**TASK OBJECTIVE**. Please return all the records exactly, with nothing left out.

(Referring expression data)
================================
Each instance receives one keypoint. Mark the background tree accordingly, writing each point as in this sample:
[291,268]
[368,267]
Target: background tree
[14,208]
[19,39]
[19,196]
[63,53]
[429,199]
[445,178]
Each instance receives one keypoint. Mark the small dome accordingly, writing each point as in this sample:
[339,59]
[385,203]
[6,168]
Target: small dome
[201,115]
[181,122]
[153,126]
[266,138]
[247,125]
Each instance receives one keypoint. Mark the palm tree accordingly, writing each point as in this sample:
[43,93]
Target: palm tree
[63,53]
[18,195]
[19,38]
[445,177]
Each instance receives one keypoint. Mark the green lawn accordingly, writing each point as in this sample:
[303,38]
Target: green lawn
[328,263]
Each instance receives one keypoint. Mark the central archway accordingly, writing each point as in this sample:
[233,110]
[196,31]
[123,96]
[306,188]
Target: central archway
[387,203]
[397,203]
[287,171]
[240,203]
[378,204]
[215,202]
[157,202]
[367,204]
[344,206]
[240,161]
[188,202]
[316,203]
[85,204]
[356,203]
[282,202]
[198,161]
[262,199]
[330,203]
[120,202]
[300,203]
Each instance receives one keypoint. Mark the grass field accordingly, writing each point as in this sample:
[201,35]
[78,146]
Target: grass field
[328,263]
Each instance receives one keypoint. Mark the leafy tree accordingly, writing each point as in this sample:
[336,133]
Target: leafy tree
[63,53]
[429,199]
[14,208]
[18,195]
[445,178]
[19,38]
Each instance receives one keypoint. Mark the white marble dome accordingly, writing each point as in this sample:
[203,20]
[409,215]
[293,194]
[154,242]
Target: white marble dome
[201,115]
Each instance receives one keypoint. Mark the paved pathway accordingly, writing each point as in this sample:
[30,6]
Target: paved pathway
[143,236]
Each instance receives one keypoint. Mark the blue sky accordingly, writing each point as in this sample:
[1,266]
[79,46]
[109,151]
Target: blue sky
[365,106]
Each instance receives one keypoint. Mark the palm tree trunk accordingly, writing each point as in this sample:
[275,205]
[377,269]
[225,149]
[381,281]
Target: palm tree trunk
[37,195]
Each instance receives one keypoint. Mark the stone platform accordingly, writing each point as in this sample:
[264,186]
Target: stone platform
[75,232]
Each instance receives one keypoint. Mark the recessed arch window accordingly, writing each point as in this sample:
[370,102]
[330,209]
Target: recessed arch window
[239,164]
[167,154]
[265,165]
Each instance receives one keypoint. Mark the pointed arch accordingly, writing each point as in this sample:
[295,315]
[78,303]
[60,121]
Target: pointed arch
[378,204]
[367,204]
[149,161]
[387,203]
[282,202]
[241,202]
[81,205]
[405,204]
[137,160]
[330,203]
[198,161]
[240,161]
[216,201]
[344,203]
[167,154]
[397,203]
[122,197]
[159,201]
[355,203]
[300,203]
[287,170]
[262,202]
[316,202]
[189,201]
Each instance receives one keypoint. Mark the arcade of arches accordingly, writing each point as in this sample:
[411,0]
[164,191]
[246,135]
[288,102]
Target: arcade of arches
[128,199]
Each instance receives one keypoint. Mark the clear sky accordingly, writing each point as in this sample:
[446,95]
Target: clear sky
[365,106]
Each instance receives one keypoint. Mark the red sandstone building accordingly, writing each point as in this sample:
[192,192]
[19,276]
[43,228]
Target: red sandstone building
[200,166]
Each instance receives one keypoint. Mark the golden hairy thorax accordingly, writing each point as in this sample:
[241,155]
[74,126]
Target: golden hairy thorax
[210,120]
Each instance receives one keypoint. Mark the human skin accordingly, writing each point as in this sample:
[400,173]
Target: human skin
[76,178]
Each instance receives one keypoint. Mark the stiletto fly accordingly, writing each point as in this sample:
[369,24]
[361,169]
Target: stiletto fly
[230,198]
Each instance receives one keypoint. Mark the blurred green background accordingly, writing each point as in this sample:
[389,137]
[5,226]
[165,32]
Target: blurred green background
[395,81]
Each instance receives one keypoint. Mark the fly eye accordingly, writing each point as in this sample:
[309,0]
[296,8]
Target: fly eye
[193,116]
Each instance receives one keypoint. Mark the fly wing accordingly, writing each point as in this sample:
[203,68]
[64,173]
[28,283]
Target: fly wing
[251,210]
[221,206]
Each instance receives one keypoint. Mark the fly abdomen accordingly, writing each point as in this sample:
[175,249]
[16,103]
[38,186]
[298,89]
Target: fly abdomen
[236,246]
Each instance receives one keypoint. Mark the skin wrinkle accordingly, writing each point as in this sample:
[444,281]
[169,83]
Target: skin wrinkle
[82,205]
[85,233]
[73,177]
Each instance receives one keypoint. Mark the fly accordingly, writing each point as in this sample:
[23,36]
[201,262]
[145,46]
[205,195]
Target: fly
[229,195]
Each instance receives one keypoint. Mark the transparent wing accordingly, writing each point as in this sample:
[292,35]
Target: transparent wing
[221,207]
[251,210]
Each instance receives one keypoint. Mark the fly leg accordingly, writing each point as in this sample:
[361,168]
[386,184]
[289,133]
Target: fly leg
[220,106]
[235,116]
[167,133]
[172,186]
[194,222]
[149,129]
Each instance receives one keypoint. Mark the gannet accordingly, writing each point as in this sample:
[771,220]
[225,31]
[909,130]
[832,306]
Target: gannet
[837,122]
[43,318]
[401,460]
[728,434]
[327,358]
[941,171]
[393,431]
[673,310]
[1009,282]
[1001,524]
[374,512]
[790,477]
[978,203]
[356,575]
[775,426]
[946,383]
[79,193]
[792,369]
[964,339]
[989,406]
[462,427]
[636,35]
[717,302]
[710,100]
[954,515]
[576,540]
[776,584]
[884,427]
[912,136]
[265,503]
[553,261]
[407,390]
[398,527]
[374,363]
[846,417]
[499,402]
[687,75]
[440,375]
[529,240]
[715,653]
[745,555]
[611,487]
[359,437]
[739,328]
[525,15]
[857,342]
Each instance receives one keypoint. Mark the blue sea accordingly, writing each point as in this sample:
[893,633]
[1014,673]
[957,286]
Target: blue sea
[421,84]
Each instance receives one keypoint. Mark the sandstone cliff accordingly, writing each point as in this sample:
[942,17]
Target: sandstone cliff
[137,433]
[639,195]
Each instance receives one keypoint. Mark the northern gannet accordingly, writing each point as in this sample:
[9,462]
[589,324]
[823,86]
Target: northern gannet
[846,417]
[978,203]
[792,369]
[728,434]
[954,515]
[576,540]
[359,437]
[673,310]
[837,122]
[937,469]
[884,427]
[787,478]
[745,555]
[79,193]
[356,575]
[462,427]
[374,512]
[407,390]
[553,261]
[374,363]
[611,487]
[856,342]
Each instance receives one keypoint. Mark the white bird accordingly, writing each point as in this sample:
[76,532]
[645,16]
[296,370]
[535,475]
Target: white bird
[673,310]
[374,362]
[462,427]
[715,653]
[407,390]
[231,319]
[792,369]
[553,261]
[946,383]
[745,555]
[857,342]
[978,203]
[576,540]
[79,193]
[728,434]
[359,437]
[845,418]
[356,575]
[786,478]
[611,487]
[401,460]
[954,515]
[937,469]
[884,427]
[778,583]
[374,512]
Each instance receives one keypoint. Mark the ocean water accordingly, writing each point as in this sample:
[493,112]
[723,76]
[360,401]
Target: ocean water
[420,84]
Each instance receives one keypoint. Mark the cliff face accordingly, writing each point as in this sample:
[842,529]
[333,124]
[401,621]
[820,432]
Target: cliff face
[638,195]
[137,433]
================================
**EXERCISE OUTPUT**.
Each instance receives one keypoint. Mark the background tree accordingly, writing each point as in this sample:
[291,268]
[368,267]
Target: background tree
[14,208]
[19,39]
[19,196]
[63,53]
[429,199]
[445,178]
Each instance receives one keypoint. Mark the small dome accordingly, writing each point as in this sample:
[339,59]
[385,203]
[6,168]
Target: small dome
[201,115]
[181,122]
[153,126]
[266,138]
[247,125]
Each instance receives one keypoint. Mark the palm tree accordingly, writing each point as in this sample:
[43,93]
Target: palm tree
[63,53]
[18,195]
[19,38]
[445,177]
Each instance receives one keypoint. Mark the green lawn accordingly, writing each point as in this sample:
[303,38]
Target: green lawn
[328,263]
Each instance receives one keypoint. Mark the central archway accordingly, writing each point as in this sample:
[233,110]
[196,31]
[123,96]
[306,188]
Target: central archway
[387,203]
[397,203]
[287,171]
[240,203]
[378,204]
[215,202]
[157,202]
[367,204]
[344,206]
[240,161]
[188,202]
[316,203]
[85,204]
[356,203]
[282,202]
[198,161]
[262,199]
[330,203]
[120,202]
[300,203]
Each instance receives one keypoint. Mark the grass field accordingly, writing each point as in this sample:
[201,35]
[78,146]
Target: grass field
[328,263]
Each instance receives one keypoint. Mark the leafy tree accordingly, writing each point as in this sample:
[336,133]
Target: leafy tree
[63,53]
[429,199]
[14,208]
[18,195]
[445,178]
[19,38]
Each instance receives one keypoint. Mark the white marble dome accordingly, writing each point as in this sample:
[203,20]
[409,215]
[293,194]
[154,242]
Target: white marble dome
[201,115]
Each instance receives one keypoint. Mark the paved pathway accordingly, writing each point as in this sample:
[30,6]
Target: paved pathway
[143,236]
Each instance receives one keypoint. Mark the blue sky accordingly, writing each point as in this sample:
[1,266]
[79,46]
[109,151]
Target: blue sky
[365,106]
Each instance receives one keypoint. Mark the palm tree trunk accordingly, writing each point as in this sample:
[275,205]
[377,269]
[225,149]
[381,281]
Target: palm tree trunk
[37,195]
Each instance receives one keypoint. Mark the stone platform accordingly, writing each point as in this sample:
[264,186]
Target: stone platform
[75,232]
Each instance receives one keypoint. Mark the recessed arch window accordingly, writing each point as in this sample:
[370,102]
[330,209]
Target: recessed arch window
[239,164]
[167,154]
[265,165]
Each instance receives one keypoint. Mark the pointed arch accordingly, writing each point as in this sample:
[295,315]
[78,303]
[60,121]
Target: pointed arch
[378,204]
[367,204]
[149,161]
[387,203]
[282,202]
[241,202]
[81,205]
[405,204]
[137,160]
[330,203]
[198,161]
[240,161]
[216,201]
[344,203]
[167,154]
[397,203]
[122,197]
[159,201]
[355,203]
[300,203]
[287,170]
[262,202]
[316,202]
[189,201]
Each instance receives one keypoint. Mark the arcade of arches accordingly, writing each point as in this sample:
[411,0]
[164,191]
[246,135]
[288,102]
Target: arcade of arches
[128,199]
Each instance receives one keypoint. Mark the clear sky accordingly, writing each point as in this sample:
[446,95]
Target: clear sky
[365,106]
Each instance receives one keypoint. Mark the red sandstone building accordingly, writing each point as in this sample:
[192,192]
[19,276]
[43,228]
Target: red sandstone building
[200,166]
Each instance receives one keypoint. Mark the golden hairy thorax accordingly, writing each point as in this sample:
[241,155]
[74,126]
Target: golden hairy thorax
[210,120]
Each instance receives one keypoint. Mark the human skin accordingly, writing each point as in this sample:
[400,173]
Target: human skin
[76,178]
Each instance receives one keypoint. Mark the stiletto fly accordingly, writing each point as in this sample:
[369,24]
[361,169]
Target: stiletto fly
[230,198]
Each instance receives one keypoint. Mark the blurred green background accordingly, writing each point as in this sample:
[389,137]
[5,226]
[165,32]
Target: blurred green background
[395,81]
Each instance receives one keypoint. Mark the fly eye accordingly, writing each point as in this sample:
[309,0]
[296,8]
Target: fly eye
[193,116]
Each instance receives one keypoint. Mark the fly wing accordingly, writing each point as in this sample:
[203,68]
[64,173]
[28,283]
Target: fly wing
[251,210]
[221,206]
Each instance receives one keypoint. Mark the fly abdomen accordingly, writing each point as in this sample:
[175,249]
[16,103]
[38,186]
[298,89]
Target: fly abdomen
[236,246]
Each instance receives one keypoint. Mark the skin wrinkle accordingly, writing each point as in this sample:
[444,281]
[169,83]
Target: skin wrinkle
[82,205]
[85,233]
[73,177]
Each instance receives one keypoint. Mark the fly accordingly, writing each point as in this sample:
[23,36]
[201,262]
[145,46]
[205,195]
Target: fly
[229,195]
Each instance receives one keypoint. Mark the transparent wing accordingly, writing each point as in this sample:
[292,35]
Target: transparent wing
[221,207]
[251,210]
Each instance receives one keypoint. Mark the fly leg accordingly, writing each point as in this sample:
[361,168]
[386,184]
[289,133]
Target: fly leg
[220,106]
[235,116]
[167,133]
[172,186]
[194,222]
[149,129]
Each instance receives one keypoint. Mark the gannet accordingly, writing each point as in this sample:
[771,220]
[225,31]
[909,130]
[832,306]
Target: gannet
[837,122]
[43,318]
[401,460]
[728,434]
[327,358]
[941,171]
[393,431]
[673,310]
[1009,282]
[1001,524]
[374,512]
[790,477]
[978,203]
[356,575]
[775,426]
[946,383]
[79,193]
[792,369]
[964,339]
[989,406]
[462,427]
[636,35]
[717,302]
[710,100]
[954,515]
[576,540]
[776,584]
[884,427]
[912,136]
[265,503]
[553,261]
[407,390]
[398,527]
[374,363]
[846,417]
[499,402]
[687,75]
[440,375]
[529,240]
[715,653]
[745,555]
[611,487]
[359,437]
[739,328]
[525,15]
[857,342]
Each instance receives one keypoint. Mark the blue sea accordingly, writing each point as in this sample:
[893,633]
[1014,673]
[957,286]
Target: blue sea
[421,84]
Each instance receives one keypoint. Mark the sandstone cliff accordingly, writing each point as in this sample:
[942,17]
Target: sandstone cliff
[137,433]
[639,195]
Each instance receives one keypoint. Mark the northern gannet accordingly, writing each point as in this sample:
[9,462]
[589,324]
[823,86]
Target: northern gannet
[846,417]
[978,203]
[792,369]
[728,434]
[954,515]
[576,540]
[359,437]
[673,310]
[837,122]
[937,469]
[884,427]
[787,478]
[745,555]
[79,193]
[356,575]
[462,427]
[374,512]
[407,390]
[553,261]
[374,363]
[611,487]
[856,342]
Each instance receives one keypoint. Mark the white bird accordingly, writing each point as in this sample:
[76,532]
[645,16]
[296,370]
[535,475]
Target: white bird
[673,310]
[374,362]
[462,427]
[715,653]
[407,390]
[231,319]
[792,369]
[553,261]
[946,383]
[745,555]
[857,342]
[978,203]
[576,540]
[79,193]
[728,434]
[359,437]
[845,418]
[356,575]
[786,478]
[611,487]
[401,460]
[954,515]
[937,469]
[884,427]
[778,583]
[374,512]
Each instance receives one keypoint. Mark the ocean water accordingly, writing each point as in this sample:
[493,112]
[723,76]
[360,401]
Target: ocean water
[420,84]
Each instance receives one keypoint. Mark the cliff face accordingly, writing each point as in this sample:
[842,529]
[333,124]
[401,621]
[820,432]
Target: cliff face
[638,195]
[137,433]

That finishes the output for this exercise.